* **SET TASK A**
Swap "marker" for "pin" in the rows from the line with "TARGET: curved stone building" up to and including the line with "[(195, 310)]", and write out only those lines, otherwise unchanged.
___ SELECTED EXTRACT ___
UPS has tested drone delivery from the roof of a delivery truck. The company does not have a timeline for expanding the initiative, but imagines the technology may supplement drivers in rural areas where delivery destinations are spread out. SF Express, one of the largest couriers in China, recently received approval from the Civil Aviation Administration (CAAC) to fly delivery drones.
Google parent company Alphabet is taking a macro approach to drone technology through Project Wing, run through its innovation arm, X. The program seeks to enable a high volume of drones from different operators to share the skies and navigate safely. Project Wing is working with the Federal Aviation Authority (FAA) in the US to develop the low altitude authorization and notification capabilities (LAANC) and with the Civil Aviation Safety Authority (CASA) in Australia.
Drone innovation is under way globally, with research and applications spanning from Silicon Valley to Rwanda. In the US, business leaders have set high expectations for drone technology, but delays in implementation have left some skeptical of its potential or at least its timeline. China appears to be leading the pack, overcoming regulatory hurdles to begin widespread commercial testing of drone technology.
Despite impressive innovation, this new technology comes with tremendous logistical and regulatory challenges, particularly in the case of drones. Drones are regulated in the US by the FAA, in Europe by the European Aviation Safety Administration (EASA), in the UK by the Civil Aviation Authority (CAA), in Australia by the Civil Aviation Safety Authority (CASA) in China by the Civil Aviation Administration of China (CAAC) and in India by the Directorate General of Civil Aviation (DGCA), among other governing bodies.
According to a report by RAND, drone regulation in the US, China and much of Europe is generally categorized as “experimental beyond visual line of site (BVLOS).” As a baseline rule, drones must stay within a pilot’s line of site, preventing widespread implementation of the technology for package delivery. However, regulators have approved certain experimental trials, allowing delivery drones to be tested beyond the visual line of site. It is these exceptions that have allowed drone makers to test delivery capabilities.
Although delivery trials have been approved and will likely continue to take place, these limited experiments do not test some of the most significant complexities involved in a fully scaled drone delivery operation—most notably air traffic control and potential interference or hijacking. Drones face additional complexities and limitations including weather, landing locations, power capacity and charging and weight capacity.
___
* **SET TASK B**
Continue the passage on drone delivery and its regulation from the point where it stops.
___ RAW RECORDS ___
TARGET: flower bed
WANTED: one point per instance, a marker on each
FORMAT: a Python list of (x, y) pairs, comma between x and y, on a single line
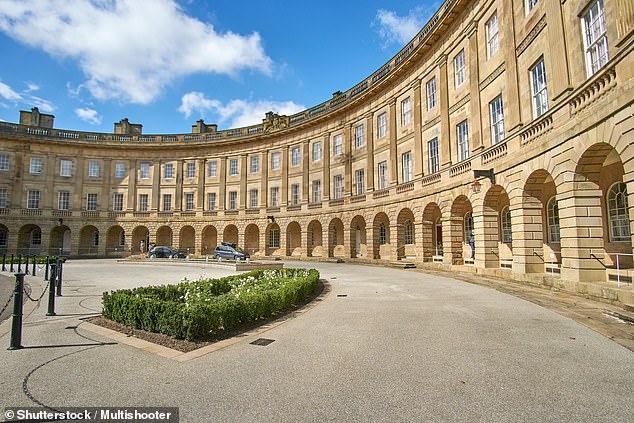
[(198, 309)]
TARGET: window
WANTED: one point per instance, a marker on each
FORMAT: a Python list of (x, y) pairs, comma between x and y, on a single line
[(4, 162), (253, 198), (382, 175), (359, 136), (337, 145), (167, 202), (316, 191), (66, 168), (381, 125), (35, 165), (538, 89), (359, 181), (406, 163), (233, 200), (274, 238), (431, 93), (552, 212), (382, 234), (617, 213), (91, 202), (463, 140), (434, 165), (233, 167), (497, 120), (63, 200), (275, 196), (33, 199), (316, 151), (493, 43), (117, 202), (189, 201), (530, 4), (275, 160), (168, 170), (295, 156), (459, 68), (406, 112), (119, 170), (191, 169), (338, 186), (295, 194), (211, 201), (93, 169), (212, 168), (408, 232), (595, 39), (143, 202), (145, 170), (505, 219)]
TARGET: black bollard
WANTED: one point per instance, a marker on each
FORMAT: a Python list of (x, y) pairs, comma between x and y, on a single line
[(46, 264), (60, 268), (51, 291), (16, 327)]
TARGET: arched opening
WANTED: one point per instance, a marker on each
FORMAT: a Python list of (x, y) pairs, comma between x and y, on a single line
[(293, 239), (405, 237), (164, 236), (115, 241), (314, 239), (187, 240), (381, 236), (89, 240), (432, 232), (209, 240), (252, 239)]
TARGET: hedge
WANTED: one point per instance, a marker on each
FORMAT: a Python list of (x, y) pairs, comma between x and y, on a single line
[(198, 309)]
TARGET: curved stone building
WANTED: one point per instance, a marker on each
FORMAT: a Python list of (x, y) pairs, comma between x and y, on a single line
[(499, 138)]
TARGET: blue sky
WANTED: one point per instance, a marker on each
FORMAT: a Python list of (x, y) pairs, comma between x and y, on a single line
[(167, 63)]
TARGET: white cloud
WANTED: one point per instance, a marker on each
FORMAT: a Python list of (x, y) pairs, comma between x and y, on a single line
[(88, 115), (238, 113), (130, 49), (401, 29)]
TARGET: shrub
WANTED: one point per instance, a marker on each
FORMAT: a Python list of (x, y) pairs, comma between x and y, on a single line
[(195, 310)]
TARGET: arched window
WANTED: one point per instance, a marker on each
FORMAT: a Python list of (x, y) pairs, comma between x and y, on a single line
[(382, 234), (553, 220), (617, 213), (409, 232), (505, 219)]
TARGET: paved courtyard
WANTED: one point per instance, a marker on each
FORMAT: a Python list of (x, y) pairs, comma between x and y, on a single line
[(380, 345)]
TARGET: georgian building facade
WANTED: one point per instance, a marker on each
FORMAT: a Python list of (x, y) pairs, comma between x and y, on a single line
[(500, 137)]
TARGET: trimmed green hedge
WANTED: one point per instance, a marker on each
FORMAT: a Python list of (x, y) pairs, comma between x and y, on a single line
[(194, 310)]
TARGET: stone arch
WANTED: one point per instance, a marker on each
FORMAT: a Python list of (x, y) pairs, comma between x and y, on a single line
[(29, 239), (314, 239), (230, 234), (252, 239), (164, 236), (293, 239), (115, 240), (381, 237), (432, 232), (405, 234), (89, 240), (209, 240)]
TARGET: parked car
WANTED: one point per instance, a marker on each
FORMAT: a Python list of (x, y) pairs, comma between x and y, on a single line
[(161, 251), (229, 250)]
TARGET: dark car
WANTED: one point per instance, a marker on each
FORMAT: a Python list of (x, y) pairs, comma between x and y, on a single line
[(160, 251), (229, 250)]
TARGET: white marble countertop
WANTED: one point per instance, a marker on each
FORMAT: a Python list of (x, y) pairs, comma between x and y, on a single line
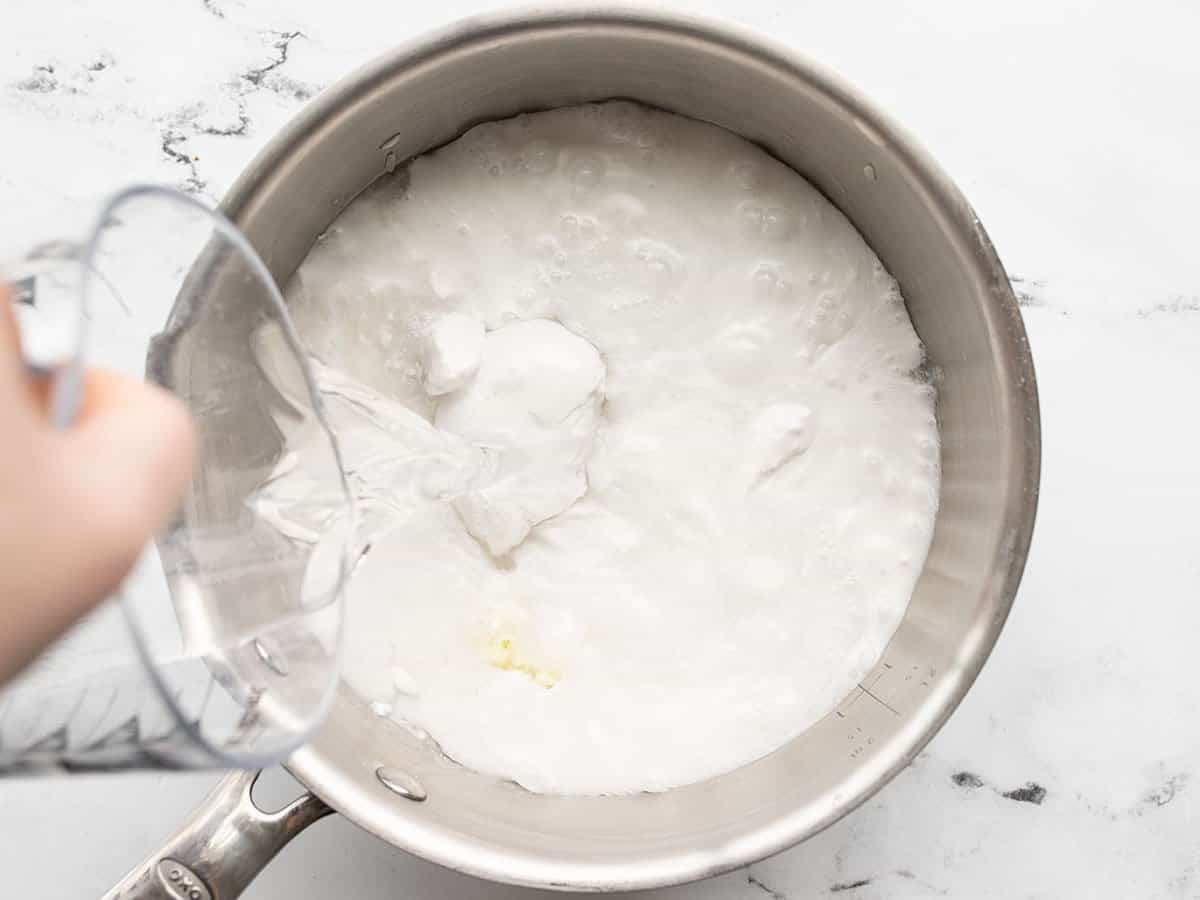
[(1073, 768)]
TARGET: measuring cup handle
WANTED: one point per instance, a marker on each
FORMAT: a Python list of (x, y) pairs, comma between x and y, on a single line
[(222, 847)]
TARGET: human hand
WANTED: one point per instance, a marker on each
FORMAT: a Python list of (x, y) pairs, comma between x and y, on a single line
[(77, 505)]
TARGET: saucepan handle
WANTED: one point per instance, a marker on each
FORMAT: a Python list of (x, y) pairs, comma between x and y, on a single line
[(222, 847)]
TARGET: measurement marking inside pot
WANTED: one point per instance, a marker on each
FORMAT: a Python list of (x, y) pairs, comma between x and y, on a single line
[(881, 702)]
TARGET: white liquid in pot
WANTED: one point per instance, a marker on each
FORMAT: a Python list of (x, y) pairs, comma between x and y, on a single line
[(647, 472)]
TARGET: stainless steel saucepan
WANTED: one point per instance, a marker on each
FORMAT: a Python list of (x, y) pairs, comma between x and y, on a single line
[(400, 787)]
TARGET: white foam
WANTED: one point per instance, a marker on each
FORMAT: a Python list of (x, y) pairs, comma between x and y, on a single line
___
* **FINAL RESULT A**
TARGET: curved stone building
WANTED: one point per instance, a pin on each
FORMAT: a Python list of (x, y) pairs, comma between x and y, on a single line
[(499, 138)]
TARGET: blue sky
WANTED: one point per instance, a pin on each
FORMAT: a Python list of (x, y) pairs, comma between x and y, on a single line
[(167, 63)]
TARGET: white cloud
WANTED: one point per instance, a pin on each
FORMAT: a Python list of (x, y) pairs, comma between x and y, on a single line
[(88, 115), (238, 113), (130, 49), (401, 29)]
TARGET: shrub
WANTED: one point per instance, a pin on each
FORMAT: a Python list of (x, y) pairs, comma between x and y, on a single line
[(195, 310)]

* **FINAL RESULT B**
While the technology of individual drones may advance rapidly, the notion of a retailer like Amazon coordinating 100 million Prime Day deliveries by drone, while navigating buildings, airplanes and other unmanned aerial vehicles, remains a far stretch of the imagination.
Once a parcel arrives at its destination—whether by automobile, drone, or robot—it must be delivered securely. Last-100-feet is a significant component of last-mile logistics, presenting ample opportunity for resources to be lost or conserved. Providers may struggle to find entrances, wait for residents to answer doorbells, or make multiple delivery attempts for packages that require signature. Furthermore, packages left unguarded may be stolen, leading to additional costs and upset customers. As with transportation, significant innovation is occurring to target delivery, including smart locks and secure lockers.
In their pursuit of smart lock innovation, big players such as Amazon and Google are generally not aiming to reinvent the lock itself. Rather, these companies have built smart systems and devices, and have partnered with established lock makers to integrate the components.
Amazon has enabled secure in-home delivery through Amazon Key. The system requires two devices—an indoor security camera called the Amazon Smart Cam and a compatible smart lock such as Kwikset or Yale, together retailing for about $250. The service is available to Amazon Prime members in eligible areas, and allows packages to be left inside the home via keyless entry. Users select the in-home delivery option at checkout and can watch a live or recorded video of the package drop-off.
In April 2018, Amazon completed the acquisition of Ring, furthering its capabilities in smart home technology and opening new opportunities for secure delivery. Ring makes security devices including the popular Ring Video Doorbell, which is compatible with smart locks and enables users to see and speak with anyone at the door via smartphone.
Amazon’s focus on smart home technology and secure in-home delivery is not merely a solution, but rather may be seen as a strategy for the retailer to gain further share of customer’s wallets and routines. By providing a secure delivery solution compatible only with Amazon purchases, the company incentivizes customers to subscribe to Amazon Prime and buy more on its platform. Additionally, the technology gives Amazon literal entry into the home economy, where it might provide everything from automatic toilet paper replacement, to cleaning services, to security.
In early 2018, August Home announced a similar program called August Access. The smart lock maker was founded in 2012 and raised $73 million before it was acquired by lock manufacturer Assa Abloy in 2017. August Access operates through a partnership with delivery service provider Deliv, detailed earlier. Customers whose homes are equipped with August smart locks may select in-home delivery when completing online checkout with retailers that use Deliv for distribution. August then generates a unique passcode that allows the Deliv employee to unlock the customer’s door. Like Amazon Key, August Access offers live or recorded video to users for security purposes. The service is compatible with smart locks by Emtek and Yale, also Assa Abloy brands. August Access offers a compelling solution for customers who want to maintain flexibility in their purchasing decisions, rather than buying exclusively from Amazon. With over 4,000 retail partners through Deliv according to Tech Crunch, August Access offers significant choice to customers wanting to make purchases from multiple sellers.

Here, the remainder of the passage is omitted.